Tulis ulang seluruh data di bawah ini dengan mengganti "black hose" menjadi "rubber hose" dan biarkan bagian lain tetap sama. Jangan sertakan gambar dalam jawaban.

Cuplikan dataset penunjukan
⟨

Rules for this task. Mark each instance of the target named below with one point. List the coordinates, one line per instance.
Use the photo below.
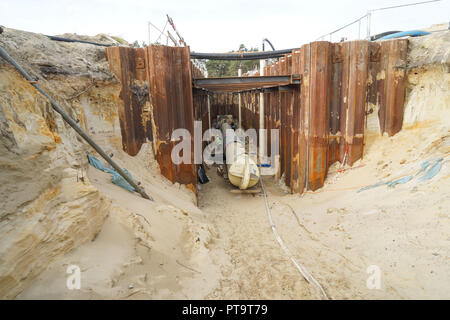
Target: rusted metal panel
(335, 100)
(296, 184)
(319, 115)
(391, 84)
(128, 64)
(172, 105)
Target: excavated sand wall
(47, 204)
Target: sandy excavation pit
(56, 210)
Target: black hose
(380, 35)
(4, 54)
(241, 56)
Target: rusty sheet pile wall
(157, 95)
(323, 119)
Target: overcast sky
(219, 26)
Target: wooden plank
(305, 72)
(172, 104)
(129, 67)
(335, 94)
(394, 84)
(359, 55)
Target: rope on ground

⟩

### [Penyelesaian]
Rules for this task. Mark each instance of the target named below with one point. List the coordinates, one line per instance.
Use the photo below.
Target: rusted metal panel
(335, 100)
(296, 184)
(319, 115)
(391, 84)
(128, 64)
(172, 105)
Target: excavated sand wall
(47, 204)
Target: sandy excavation pit
(56, 210)
Target: rubber hose
(380, 35)
(4, 54)
(241, 56)
Target: rusty sheet pile wall
(157, 95)
(323, 119)
Target: overcast sky
(219, 26)
Target: wooden plank
(305, 72)
(172, 104)
(129, 67)
(335, 94)
(394, 84)
(359, 55)
Target: rope on ground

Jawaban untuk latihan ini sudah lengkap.